[Task details] Beginning at the line containing "Target: stepping stone" in the material below and ending at the line containing "Target: red cape", return each line exactly and add nothing.

[Data for review]
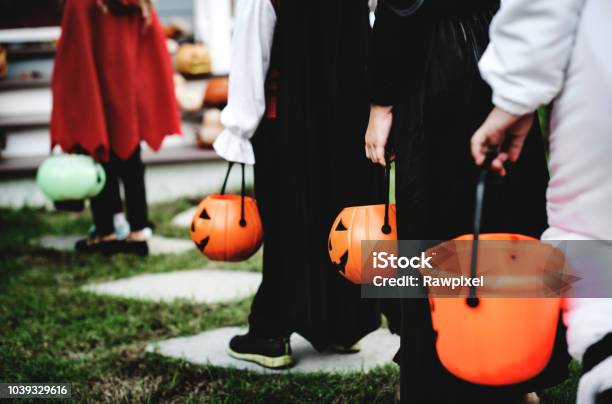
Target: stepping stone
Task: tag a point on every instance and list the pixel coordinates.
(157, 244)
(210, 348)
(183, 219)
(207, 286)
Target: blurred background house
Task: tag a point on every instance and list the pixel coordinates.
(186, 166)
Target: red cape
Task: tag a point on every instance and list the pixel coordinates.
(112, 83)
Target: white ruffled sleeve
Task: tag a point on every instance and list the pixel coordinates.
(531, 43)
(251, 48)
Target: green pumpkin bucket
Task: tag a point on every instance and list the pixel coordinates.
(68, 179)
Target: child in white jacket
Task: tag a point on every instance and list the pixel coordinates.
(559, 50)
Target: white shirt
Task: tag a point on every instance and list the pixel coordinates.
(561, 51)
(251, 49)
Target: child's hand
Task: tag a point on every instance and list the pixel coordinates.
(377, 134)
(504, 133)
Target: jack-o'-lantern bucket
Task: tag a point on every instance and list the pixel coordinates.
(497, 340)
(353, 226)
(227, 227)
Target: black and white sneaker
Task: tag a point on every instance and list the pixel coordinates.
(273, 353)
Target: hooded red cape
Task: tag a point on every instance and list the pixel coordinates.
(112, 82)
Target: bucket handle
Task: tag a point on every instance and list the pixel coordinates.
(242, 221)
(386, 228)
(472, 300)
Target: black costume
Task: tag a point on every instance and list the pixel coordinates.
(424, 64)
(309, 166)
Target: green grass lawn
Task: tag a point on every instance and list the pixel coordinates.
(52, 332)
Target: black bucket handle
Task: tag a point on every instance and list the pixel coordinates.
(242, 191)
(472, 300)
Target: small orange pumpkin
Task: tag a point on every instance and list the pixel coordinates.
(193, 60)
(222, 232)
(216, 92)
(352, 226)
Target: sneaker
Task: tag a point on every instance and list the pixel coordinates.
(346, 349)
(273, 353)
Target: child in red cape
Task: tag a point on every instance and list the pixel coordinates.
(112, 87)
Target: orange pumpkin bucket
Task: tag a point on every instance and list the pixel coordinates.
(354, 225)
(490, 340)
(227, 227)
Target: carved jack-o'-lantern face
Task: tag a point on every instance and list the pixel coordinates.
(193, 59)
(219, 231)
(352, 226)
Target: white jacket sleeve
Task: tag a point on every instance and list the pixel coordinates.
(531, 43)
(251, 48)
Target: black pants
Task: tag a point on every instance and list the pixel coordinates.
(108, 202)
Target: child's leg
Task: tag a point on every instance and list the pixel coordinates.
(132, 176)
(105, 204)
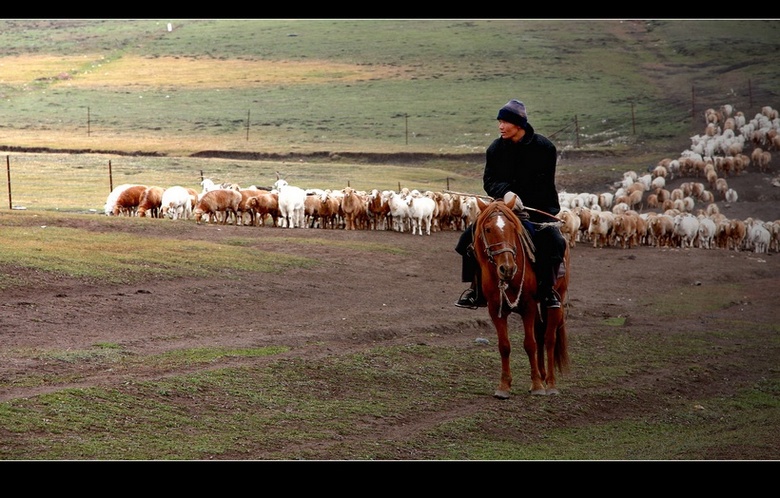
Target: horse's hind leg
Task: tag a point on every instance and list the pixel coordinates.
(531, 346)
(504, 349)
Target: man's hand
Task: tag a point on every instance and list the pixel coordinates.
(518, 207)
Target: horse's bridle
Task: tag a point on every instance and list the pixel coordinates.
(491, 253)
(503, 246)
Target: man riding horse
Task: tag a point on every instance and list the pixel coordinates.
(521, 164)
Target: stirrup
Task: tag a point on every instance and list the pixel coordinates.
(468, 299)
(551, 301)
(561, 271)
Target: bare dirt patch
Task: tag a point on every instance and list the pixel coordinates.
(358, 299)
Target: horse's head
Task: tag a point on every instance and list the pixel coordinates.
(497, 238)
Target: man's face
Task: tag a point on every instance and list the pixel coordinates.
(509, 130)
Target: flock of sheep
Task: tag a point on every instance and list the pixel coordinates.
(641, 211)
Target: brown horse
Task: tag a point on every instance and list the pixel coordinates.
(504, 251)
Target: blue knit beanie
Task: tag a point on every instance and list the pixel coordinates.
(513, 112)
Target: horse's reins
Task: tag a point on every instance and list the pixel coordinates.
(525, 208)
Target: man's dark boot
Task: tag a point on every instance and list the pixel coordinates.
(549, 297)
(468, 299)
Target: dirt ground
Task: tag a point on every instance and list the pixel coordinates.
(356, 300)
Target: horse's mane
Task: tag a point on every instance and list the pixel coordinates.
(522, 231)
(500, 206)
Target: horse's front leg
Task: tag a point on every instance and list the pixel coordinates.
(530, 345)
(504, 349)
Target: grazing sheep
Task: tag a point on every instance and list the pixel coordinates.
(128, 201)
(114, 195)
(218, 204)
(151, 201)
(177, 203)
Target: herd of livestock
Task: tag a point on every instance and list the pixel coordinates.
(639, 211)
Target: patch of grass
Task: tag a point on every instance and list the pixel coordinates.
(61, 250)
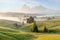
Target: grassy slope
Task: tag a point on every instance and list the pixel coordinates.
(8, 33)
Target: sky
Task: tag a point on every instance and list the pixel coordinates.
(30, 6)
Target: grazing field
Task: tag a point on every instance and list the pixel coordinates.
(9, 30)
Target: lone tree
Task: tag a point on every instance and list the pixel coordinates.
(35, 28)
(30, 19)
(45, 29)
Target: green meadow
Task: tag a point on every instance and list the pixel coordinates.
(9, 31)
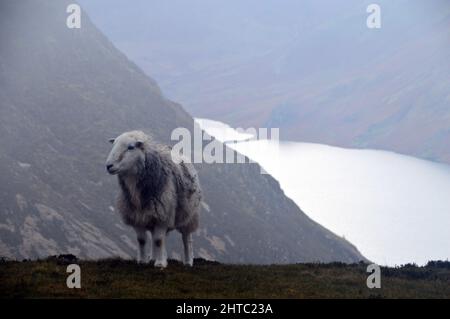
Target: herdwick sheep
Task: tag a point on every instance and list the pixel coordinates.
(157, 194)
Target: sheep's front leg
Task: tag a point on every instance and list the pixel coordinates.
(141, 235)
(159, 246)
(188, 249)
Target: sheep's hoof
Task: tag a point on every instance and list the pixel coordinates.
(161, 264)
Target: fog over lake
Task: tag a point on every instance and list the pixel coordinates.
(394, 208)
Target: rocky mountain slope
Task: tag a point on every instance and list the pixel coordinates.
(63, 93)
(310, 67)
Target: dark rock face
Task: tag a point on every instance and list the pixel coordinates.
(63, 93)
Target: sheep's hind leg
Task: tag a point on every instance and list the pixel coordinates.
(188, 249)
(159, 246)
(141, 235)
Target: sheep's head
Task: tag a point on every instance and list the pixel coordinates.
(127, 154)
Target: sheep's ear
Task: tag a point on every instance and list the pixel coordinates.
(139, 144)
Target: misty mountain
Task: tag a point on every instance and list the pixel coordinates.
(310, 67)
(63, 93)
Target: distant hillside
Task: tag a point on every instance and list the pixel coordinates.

* * *

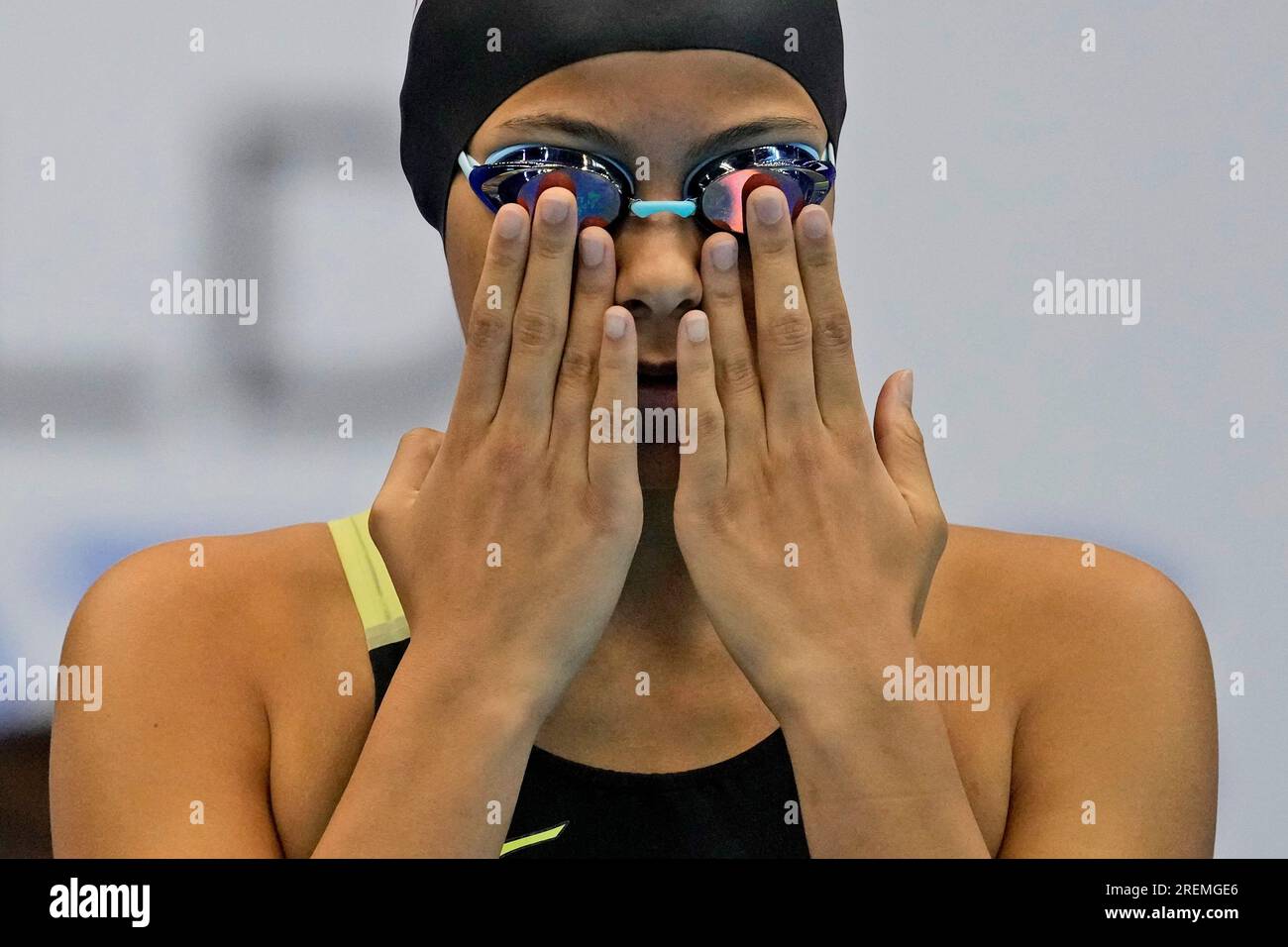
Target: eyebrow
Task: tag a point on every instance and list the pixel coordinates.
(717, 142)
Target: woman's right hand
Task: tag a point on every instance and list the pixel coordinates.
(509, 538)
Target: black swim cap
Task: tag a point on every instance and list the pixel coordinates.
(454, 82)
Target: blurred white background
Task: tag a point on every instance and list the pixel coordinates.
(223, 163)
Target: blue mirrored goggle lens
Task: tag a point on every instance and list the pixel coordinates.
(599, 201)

[Output]
Target: stepping stone
Task: tag a point on every instance and list the pixel coordinates.
(157, 244)
(210, 348)
(183, 219)
(207, 286)
Target: blurred background house
Task: tag a point on every instance and list the pixel coordinates.
(186, 166)
Target: red cape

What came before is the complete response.